• **Supplied passage**:
== Segment start ==

That addition had a profound effect on land owned by Marble Technologies. Previously, most of its property was unencumbered by the regulations, but with the addition of the federal act’s parameters, now the land was undevelopable. The company sued, seeking an injunction and declaratory relief. Marble argued that the city didn’t have the authority to add the federal act to its checklist, because the state statute didn’t authorize it to do that. The trial court ruled in favor of the city.

In an opinion that serves as an excellent primer on the Dillon Rule, the Supreme Court today reverses. It rules that several provisions in the state law mention the authority given to localities, but in every case, it refers to guidelines developed by the state board, not the federal government. Since the city didn’t have an express grant of that authority, its actions in incorporating the federal act were ultra vires and void.

One key point here is the issue of arbitrariness. Marble didn’t assert that the city’s actions were arbitrary or capricious, and the city demurred on that point. The Supreme Court rules that with a Dillon Rule challenge, you don’t get to the issue of arbitrariness; the question there is one of authority to enact a rule in the first place. If the locality doesn’t have that authority, then it simply can’t act.

This decision will be useful for all sorts of challenges to local authority, not merely those relating to land use.

== Segment end ==

• **Data under study**:

== Segment start ==

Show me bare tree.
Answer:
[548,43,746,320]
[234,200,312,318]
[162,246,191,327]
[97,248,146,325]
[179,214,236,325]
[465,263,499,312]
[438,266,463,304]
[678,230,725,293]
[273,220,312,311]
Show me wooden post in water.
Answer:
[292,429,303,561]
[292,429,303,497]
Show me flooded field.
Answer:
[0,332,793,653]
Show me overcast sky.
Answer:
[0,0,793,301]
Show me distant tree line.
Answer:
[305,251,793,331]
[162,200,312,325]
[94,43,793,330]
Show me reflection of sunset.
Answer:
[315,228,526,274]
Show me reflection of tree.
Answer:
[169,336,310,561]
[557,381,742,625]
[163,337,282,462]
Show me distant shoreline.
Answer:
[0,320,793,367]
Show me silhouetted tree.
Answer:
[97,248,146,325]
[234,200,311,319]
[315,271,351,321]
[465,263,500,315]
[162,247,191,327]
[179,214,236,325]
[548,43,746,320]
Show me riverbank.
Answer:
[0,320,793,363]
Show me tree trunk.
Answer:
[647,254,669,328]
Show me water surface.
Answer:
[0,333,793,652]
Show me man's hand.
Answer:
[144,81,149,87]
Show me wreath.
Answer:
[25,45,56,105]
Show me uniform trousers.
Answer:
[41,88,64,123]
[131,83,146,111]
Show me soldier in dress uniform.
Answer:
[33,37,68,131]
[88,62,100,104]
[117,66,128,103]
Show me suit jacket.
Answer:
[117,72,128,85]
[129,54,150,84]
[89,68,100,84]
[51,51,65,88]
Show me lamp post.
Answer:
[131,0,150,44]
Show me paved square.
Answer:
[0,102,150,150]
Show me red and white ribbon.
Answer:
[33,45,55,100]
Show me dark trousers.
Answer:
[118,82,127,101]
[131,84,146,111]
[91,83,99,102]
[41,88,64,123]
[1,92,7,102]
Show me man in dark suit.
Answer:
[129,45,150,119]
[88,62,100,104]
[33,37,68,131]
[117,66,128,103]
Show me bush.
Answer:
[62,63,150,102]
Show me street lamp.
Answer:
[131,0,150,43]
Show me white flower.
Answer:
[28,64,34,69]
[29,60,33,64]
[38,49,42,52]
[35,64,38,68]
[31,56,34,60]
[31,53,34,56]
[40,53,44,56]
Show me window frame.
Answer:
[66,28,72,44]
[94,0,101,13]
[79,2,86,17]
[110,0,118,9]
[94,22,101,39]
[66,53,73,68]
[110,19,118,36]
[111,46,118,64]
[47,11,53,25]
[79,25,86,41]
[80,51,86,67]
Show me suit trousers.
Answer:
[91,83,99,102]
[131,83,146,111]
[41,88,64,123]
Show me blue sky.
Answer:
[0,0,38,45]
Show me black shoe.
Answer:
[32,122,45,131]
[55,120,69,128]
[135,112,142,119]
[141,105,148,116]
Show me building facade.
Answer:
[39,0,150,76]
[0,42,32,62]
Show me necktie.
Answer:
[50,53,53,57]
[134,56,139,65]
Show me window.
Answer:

== Segment end ==

• **Task set**:
1 > Answer from the Dillon Rule passage, one line each:
(a) What two forms of relief did Marble Technologies seek when it sued?
(b) How did the trial court rule?
(c) According to the Supreme Court, whose guidelines do the provisions in the state law refer to?
2 > For each statement, say yes or no on whether it agrees with the Dillon Rule passage, and quote the words that decide it.
(a) Marble argued that the city's actions were arbitrary or capricious.
(b) The Supreme Court upheld the trial court's ruling.
(c) Before the addition, most of Marble's property was unencumbered by the regulations.
3 > Pick up the Dillon Rule passage after its last sentence and keep writing it.

• **Answers per task**:
1 >
(a) An injunction and declaratory relief.
(b) In favor of the city.
(c) Guidelines developed by the state board, not the federal government.

2 >
(a) No: "Marble didn’t assert that the city’s actions were arbitrary or capricious"
(b) No: "the Supreme Court today reverses"
(c) Yes: "Previously, most of its property was unencumbered by the regulations"

3 >
Sexually violent predators

In the very few years since the Supreme Court began considering appeals brought under the Sexually Violent Predators Act, the court has applied a sort of strict scrutiny to these cases. And with good reason; while the proceedings are civil in nature, they implicate obvious liberty interests, and if the Commonwealth is successful, they result in the continued confinement of inmates who have unquestionably paid their debt to society. Against this backdrop the court considers Lawrence v. Commonwealth, in which the trial court had ordered commitment.

The dispositive issue here is the reliance by the Commonwealth’s expert on unadjudicated allegations of past sexual offenses. Reaching back into old police files, the expert found several allegations that Lawrence had engaged in sexual misconduct many years ago. The expert relied upon those allegations in forming the opinion that Lawrence had an antisocial personality disorder. At trial, the court permitted the expert to testify about the nature and circumstances of the prior alleged conduct, and to use them to support her conclusion.

Such a ruling is bound to attract appellate scrutiny, and today the court reverses on two grounds. First, the court finds that the trial court should never have permitted the expert to testify about the details of the prior allegations. The familiar rule is that an expert may rely upon hearsay in formulating an opinion, but the hearsay information itself can’t be disclosed on direct examination. (The opponent can bring it out on cross-examination if he deems it wise to do so.) The Supreme Court applies a ruling from last year in which it reaffirmed that holding in the SVPA context.

If that were as far as it went, perhaps the Commonwealth would just lick its wounds and move on. But the second ruling is likely to be far more devastating to future SVPA proceedings: The court strikes down the expert’s reliance on these unadjudicated allegations as the foundation for the expert’s opinion. The trial court had reasoned that they were merely background information of the type normally relied upon by experts in this field, but given the nature of these allegations, the justices just can’t stomach that kind of approach. The court rules that relying on such unadjudicated allegations results in opinions that are “speculative and unreliable as a matter of law.”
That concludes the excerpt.